_Exercise_: Quote word for word the portion of the India pension and finance notes below, starting with "Finance & Economy" and going on through "decision in sight.".

    • The existing pension system in India covers only about 11% of our labour force, mostly in the organised sector.
    • Pension liability of the central government as a percentage of revenue expenditure has increased from 2.91% in 1990-91 to 3.81% in 2008-09, while that of state governments increased from 4.49% to 9.09% in the same period.
Finance & Economy
  • The five-day product and how it can pose a systemic risk to the Indian stock market ecosystem
  • Finance ministry urges EPFO to be street smart
    • Fed up with the lethargic attitude of the EPFO in managing its corpus, the finance ministry is asserting its supremacy in prescribing investment rules for the provident fund money.
    • What is this 'lethargic attitude'?  It is about EPFO's reluctance to take to the equity route in its investment decisions.  In 2005, finance ministry allowed PFs to invest 5% of fresh accretions into equities. It was raised to 15% in 2008, but it was made optional.
    • Labour ministry-run EPFO rejected the 2005 investment pattern. EPFO board of trustees has been debating the 2008 pattern, but there’s no decision in sight.
    • ‘Excluded PFs’ followed finance ministry's investment diktat till recently. But Finance Act of 2006 forced these PFs to register with EPFO and seek fresh exemption to retain tax sops. Finance ministry is irked that these funds are being asked to follow 2003 investment pattern to get ‘exemption.’
    • EPFO manages some 3 lakh crore of its own and also has under its watch an additional nearly 2 lakh crore from thousands of privately-run provident fund trusts. It has an all-debt portfolio and bulk of the money is invested in government securities or public sector bonds. It guaranteed a payout of 8.5% in 2009-10.
    • In contrast, the New Pension Scheme returned nearly 15% in 2008-09 for central government employees.
  • Domestic pharma innovators plan maiden auction of patented technologies
    • India's first ever Tech Transfer 2010 is being organized at Ahmedabad to enable companies to shop for patented products.  This is where patent holders (sellers) and companies (potential buyers) will come face-to-face on the same platform to discuss, negotiate and strike a deal.

_The data_:
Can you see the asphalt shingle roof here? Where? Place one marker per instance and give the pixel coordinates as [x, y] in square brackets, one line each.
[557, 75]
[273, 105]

_Your response_:
Finance & Economy
  • The five-day product and how it can pose a systemic risk to the Indian stock market ecosystem
  • Finance ministry urges EPFO to be street smart
    • Fed up with the lethargic attitude of the EPFO in managing its corpus, the finance ministry is asserting its supremacy in prescribing investment rules for the provident fund money.
    • What is this 'lethargic attitude'?  It is about EPFO's reluctance to take to the equity route in its investment decisions.  In 2005, finance ministry allowed PFs to invest 5% of fresh accretions into equities. It was raised to 15% in 2008, but it was made optional.
    • Labour ministry-run EPFO rejected the 2005 investment pattern. EPFO board of trustees has been debating the 2008 pattern, but there’s no decision in sight.